__INSTRUCTIONS TO FOLLOW__. Your output should be the line with "every visible orange" followed by every remaining line of the entries, reproduced exactly.

Start of Block

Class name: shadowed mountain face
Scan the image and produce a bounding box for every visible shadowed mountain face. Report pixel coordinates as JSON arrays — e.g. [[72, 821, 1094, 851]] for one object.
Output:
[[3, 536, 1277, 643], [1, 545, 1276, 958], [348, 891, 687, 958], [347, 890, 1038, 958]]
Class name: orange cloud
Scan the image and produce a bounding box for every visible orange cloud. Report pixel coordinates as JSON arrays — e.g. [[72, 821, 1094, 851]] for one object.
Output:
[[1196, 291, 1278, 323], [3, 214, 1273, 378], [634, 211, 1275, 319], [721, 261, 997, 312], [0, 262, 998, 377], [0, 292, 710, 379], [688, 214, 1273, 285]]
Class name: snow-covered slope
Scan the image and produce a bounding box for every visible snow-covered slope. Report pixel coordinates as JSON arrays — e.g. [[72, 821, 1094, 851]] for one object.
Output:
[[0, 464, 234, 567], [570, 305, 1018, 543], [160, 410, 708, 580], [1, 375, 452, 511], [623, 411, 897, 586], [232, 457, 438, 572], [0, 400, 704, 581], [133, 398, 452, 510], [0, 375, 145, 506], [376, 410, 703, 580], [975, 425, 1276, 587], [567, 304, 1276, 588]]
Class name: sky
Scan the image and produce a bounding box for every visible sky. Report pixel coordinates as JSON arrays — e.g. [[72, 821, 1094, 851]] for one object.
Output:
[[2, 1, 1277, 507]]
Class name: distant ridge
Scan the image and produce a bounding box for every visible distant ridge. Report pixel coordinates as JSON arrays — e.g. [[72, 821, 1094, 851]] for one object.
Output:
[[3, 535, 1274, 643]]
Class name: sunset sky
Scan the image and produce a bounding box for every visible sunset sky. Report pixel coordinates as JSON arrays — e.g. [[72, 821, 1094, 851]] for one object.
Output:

End of Block

__ANSWER TO THIS EXERCISE__.
Scan the image and produce a bounding box for every visible orange cloud. Report pixel coordinates as JSON arrays — e.g. [[72, 821, 1094, 851]] for one object.
Output:
[[1196, 291, 1278, 323], [3, 214, 1273, 378], [634, 211, 1275, 319], [721, 261, 997, 312], [0, 262, 998, 377], [0, 292, 710, 379], [688, 214, 1273, 285]]
Class name: snow-covered slope
Scan the image and produce a bounding box for every visible snow-covered slope. Report pixel coordinates as JSON arrays — e.g. [[72, 821, 1094, 851]] for one object.
Output:
[[0, 464, 234, 567], [570, 305, 1018, 543], [160, 410, 708, 580], [1, 375, 452, 511], [623, 411, 897, 586], [232, 457, 438, 572], [0, 400, 704, 581], [133, 398, 452, 510], [0, 375, 145, 506], [376, 410, 703, 580], [975, 425, 1276, 587], [567, 304, 1276, 588]]
Class name: sky
Scan the image and produce a bounding box for every visible sky. Report pixel coordinates as JSON arrays — e.g. [[72, 821, 1094, 851]] for one object.
Output:
[[2, 1, 1277, 507]]
Class name: distant ridge
Scan the image and produce a bounding box for every visible distant ridge. Report pixel coordinates as JSON arrays — e.g. [[72, 821, 1094, 851]] for one object.
Output:
[[3, 535, 1274, 643]]
Class name: sunset sky
Scan the image and produce a bounding box for every visible sunset sky. Report pixel coordinates as JSON arrays — e.g. [[72, 821, 1094, 851]] for one object.
Output:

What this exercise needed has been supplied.